--- Dataset extract ---
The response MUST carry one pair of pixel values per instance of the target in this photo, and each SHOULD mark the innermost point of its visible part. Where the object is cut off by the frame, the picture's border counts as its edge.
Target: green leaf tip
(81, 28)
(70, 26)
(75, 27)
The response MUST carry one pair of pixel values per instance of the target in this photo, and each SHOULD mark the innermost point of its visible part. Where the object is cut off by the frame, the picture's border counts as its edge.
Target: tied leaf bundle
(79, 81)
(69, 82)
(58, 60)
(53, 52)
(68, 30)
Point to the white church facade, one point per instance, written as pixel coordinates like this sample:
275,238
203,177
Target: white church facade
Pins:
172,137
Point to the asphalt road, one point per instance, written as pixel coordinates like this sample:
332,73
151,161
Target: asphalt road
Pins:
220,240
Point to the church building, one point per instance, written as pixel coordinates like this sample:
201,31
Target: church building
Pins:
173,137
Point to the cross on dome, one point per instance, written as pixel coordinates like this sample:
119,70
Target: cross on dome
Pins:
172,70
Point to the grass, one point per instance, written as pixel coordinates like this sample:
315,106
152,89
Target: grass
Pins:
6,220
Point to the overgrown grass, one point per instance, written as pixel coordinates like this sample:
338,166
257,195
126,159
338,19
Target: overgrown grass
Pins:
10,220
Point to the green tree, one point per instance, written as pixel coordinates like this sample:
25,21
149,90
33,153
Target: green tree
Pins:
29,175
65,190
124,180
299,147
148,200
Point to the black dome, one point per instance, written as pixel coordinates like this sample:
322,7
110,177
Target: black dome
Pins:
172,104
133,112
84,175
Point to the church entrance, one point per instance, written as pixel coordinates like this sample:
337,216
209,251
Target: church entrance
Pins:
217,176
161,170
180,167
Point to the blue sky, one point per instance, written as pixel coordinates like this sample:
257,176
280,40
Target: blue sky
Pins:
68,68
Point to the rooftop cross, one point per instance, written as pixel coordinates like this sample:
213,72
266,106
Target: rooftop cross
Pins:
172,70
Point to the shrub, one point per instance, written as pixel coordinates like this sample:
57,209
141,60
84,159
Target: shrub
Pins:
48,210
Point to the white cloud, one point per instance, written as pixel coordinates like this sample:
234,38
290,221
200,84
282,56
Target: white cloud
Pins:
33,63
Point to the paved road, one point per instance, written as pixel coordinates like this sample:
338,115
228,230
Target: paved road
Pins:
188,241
---
What you will do: Output every one of the records above word for word, keeping each line as it appears.

Solution below:
The response MUST carry one pair of pixel values per instance of the target in this photo, and each SHOULD mark the innermost point of its visible part. Where the object is cut off by the frame, the picture's border counts as its edge.
Target: green leaf tip
(81, 28)
(70, 26)
(75, 27)
The response MUST carry one pair of pixel values per instance of the target in this photo, and each SHOULD mark the innermost point of its visible part. Where the object is cut off by the frame, the picture's border counts as its edge.
Target: tied leaf bundle
(79, 81)
(69, 82)
(58, 60)
(53, 52)
(68, 30)
Point to the white church facade, one point per instance, written as pixel coordinates like this sample:
275,238
203,177
Target: white church facade
Pins:
172,137
Point to the asphalt road, one point per instance, written as pixel coordinates like this sample:
332,73
151,161
Target: asphalt road
Pins:
220,240
Point to the church building, one point per instance, written as pixel coordinates like this sample:
201,31
Target: church building
Pins:
173,137
Point to the cross on dome, one point per instance, written as pixel coordinates like this sample:
119,70
Target: cross on dome
Pins:
172,70
Point to the grass, one point per instance, written as pixel coordinates like this sample:
315,106
152,89
Target: grass
Pins:
6,220
Point to the overgrown grass, one point per instance, written as pixel coordinates like this sample:
338,166
257,195
126,159
338,19
Target: overgrown grass
Pins:
10,220
Point to the green tree, one point per instance, written as pixel coordinates like this sample:
25,21
149,90
33,153
Target: green tree
Pins:
29,175
65,190
124,180
299,147
148,200
Point to the black dome, one point per instance, written as pixel coordinates like this sample:
322,7
110,177
Target: black dome
Pins:
172,104
133,112
84,175
Point to the church entrance, one point per instance, written as pixel coordinates like this sample:
337,216
209,251
Target: church entrance
Pins:
217,176
161,170
180,167
Point to the blue sky, one point per instance, written as pixel coordinates like this sample:
257,176
280,40
Target: blue sky
Pins:
68,68
Point to the rooftop cross, one point per instance, written as pixel coordinates like this sample:
213,72
266,106
Target: rooftop cross
Pins:
172,70
Point to the shrub, one point per instance, written as pixel coordinates like this sample:
57,209
141,60
84,159
Target: shrub
Pins:
48,210
Point to the white cloud, one point per instance, written as pixel coordinates like this sample:
234,38
290,221
200,84
282,56
Target: white cloud
Pins:
33,63
Point to the paved road, one point per instance, written as pixel coordinates like this sample:
338,115
228,230
Target: paved road
Pins:
188,241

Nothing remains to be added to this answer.